▶ **TO BE DONE**:
Please return every line from the rows below that contains the word "window".
++++ SUPPLIED DATA ++++
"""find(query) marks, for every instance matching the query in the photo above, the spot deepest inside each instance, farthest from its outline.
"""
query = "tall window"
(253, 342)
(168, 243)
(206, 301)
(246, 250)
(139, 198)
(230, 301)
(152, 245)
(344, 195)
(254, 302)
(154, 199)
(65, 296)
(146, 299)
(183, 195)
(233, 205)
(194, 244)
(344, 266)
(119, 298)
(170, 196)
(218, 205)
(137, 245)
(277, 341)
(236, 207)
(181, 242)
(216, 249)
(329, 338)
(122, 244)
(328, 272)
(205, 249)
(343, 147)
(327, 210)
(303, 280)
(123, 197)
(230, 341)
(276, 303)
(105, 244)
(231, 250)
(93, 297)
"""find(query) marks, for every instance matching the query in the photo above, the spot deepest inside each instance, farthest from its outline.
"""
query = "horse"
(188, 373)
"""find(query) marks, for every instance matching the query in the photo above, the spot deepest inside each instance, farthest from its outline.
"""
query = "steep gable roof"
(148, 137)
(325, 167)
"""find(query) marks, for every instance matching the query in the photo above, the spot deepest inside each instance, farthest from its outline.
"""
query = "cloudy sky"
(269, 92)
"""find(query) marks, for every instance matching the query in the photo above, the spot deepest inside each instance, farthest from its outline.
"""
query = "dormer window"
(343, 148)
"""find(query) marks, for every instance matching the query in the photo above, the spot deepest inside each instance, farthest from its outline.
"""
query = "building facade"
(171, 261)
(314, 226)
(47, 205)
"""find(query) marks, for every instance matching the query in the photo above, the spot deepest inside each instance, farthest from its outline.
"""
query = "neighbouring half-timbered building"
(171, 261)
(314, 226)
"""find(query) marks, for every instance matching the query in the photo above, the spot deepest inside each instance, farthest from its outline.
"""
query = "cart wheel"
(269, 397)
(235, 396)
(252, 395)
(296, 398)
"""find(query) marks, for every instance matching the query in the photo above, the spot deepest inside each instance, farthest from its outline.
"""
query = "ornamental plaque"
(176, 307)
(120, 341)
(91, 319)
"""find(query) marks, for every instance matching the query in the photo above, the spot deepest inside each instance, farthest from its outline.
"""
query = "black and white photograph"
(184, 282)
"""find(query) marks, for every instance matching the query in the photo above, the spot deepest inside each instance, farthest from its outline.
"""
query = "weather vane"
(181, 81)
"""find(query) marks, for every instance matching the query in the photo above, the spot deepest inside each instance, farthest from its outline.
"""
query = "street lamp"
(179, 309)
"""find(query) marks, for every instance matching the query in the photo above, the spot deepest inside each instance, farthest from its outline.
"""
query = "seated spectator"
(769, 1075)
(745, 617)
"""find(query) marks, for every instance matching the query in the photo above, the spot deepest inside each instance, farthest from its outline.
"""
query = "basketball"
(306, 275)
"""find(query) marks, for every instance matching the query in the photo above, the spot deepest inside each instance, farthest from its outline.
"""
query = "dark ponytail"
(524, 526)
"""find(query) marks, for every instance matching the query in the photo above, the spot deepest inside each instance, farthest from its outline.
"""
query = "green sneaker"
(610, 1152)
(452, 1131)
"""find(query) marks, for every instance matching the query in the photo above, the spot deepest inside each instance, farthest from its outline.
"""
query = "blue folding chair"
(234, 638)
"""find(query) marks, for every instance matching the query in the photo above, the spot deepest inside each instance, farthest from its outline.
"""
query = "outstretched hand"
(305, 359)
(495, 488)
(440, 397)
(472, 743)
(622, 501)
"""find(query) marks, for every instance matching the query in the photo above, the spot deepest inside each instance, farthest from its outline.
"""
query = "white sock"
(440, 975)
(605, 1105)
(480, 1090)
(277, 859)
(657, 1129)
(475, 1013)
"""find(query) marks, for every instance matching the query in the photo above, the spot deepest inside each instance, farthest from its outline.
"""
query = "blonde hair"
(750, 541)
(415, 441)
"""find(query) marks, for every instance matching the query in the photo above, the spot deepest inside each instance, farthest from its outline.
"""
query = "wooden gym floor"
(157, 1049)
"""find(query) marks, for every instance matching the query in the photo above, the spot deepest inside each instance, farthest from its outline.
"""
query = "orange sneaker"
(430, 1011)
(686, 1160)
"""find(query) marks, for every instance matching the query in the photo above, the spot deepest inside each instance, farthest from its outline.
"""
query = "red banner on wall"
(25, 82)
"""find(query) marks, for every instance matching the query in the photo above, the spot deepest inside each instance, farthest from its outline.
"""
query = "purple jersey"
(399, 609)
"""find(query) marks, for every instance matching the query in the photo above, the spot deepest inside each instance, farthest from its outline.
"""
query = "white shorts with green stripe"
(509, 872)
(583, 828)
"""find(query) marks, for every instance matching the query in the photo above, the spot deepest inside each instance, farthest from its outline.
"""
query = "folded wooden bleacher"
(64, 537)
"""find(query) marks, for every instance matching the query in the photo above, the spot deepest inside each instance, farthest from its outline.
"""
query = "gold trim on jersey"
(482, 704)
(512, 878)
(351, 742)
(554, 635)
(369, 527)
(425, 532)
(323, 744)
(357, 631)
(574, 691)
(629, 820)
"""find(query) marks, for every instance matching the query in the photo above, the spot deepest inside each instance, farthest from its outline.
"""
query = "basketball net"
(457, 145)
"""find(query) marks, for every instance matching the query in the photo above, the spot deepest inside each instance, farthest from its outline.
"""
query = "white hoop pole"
++++
▶ **THE RESULT**:
query = "tall window"
query = "dormer window"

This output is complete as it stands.